Extract every line of text from the material below and reproduce each one verbatim, leaving the pictures out.

--- RECORDS SUPPLIED ---
========================
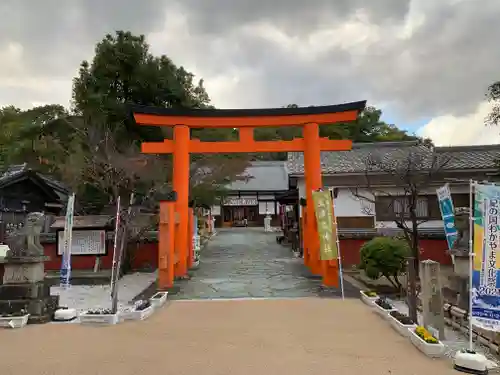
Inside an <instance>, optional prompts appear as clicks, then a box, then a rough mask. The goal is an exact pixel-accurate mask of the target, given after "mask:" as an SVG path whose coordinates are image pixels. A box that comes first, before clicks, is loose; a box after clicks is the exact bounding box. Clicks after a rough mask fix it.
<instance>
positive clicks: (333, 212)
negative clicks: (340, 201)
mask: <svg viewBox="0 0 500 375" xmlns="http://www.w3.org/2000/svg"><path fill="white" fill-rule="evenodd" d="M332 206H333V225H334V226H335V237H336V239H335V240H336V241H337V252H338V254H339V278H340V293H341V294H342V300H344V299H345V298H344V297H345V295H344V273H343V272H342V255H341V253H340V241H339V228H338V226H337V216H336V215H335V198H334V197H333V196H332Z"/></svg>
========================
--- ANSWER AREA ---
Inside an <instance>, optional prompts appear as clicks, then a box, then a rough mask. The goal is an exact pixel-accurate mask of the target, given after "mask:" as an SVG path whose coordinates are image pixels. A box that comes first, before clicks, is loose; a box after clicks is the exact bounding box. Clicks after a rough mask fix it.
<instance>
positive clicks: (333, 212)
negative clicks: (340, 201)
mask: <svg viewBox="0 0 500 375" xmlns="http://www.w3.org/2000/svg"><path fill="white" fill-rule="evenodd" d="M332 206H333V225H334V226H335V237H336V239H335V240H336V241H337V252H338V254H339V278H340V293H341V294H342V300H344V299H345V298H344V297H345V295H344V273H343V272H342V255H341V253H340V241H339V228H338V226H337V216H336V215H335V198H334V197H333V196H332Z"/></svg>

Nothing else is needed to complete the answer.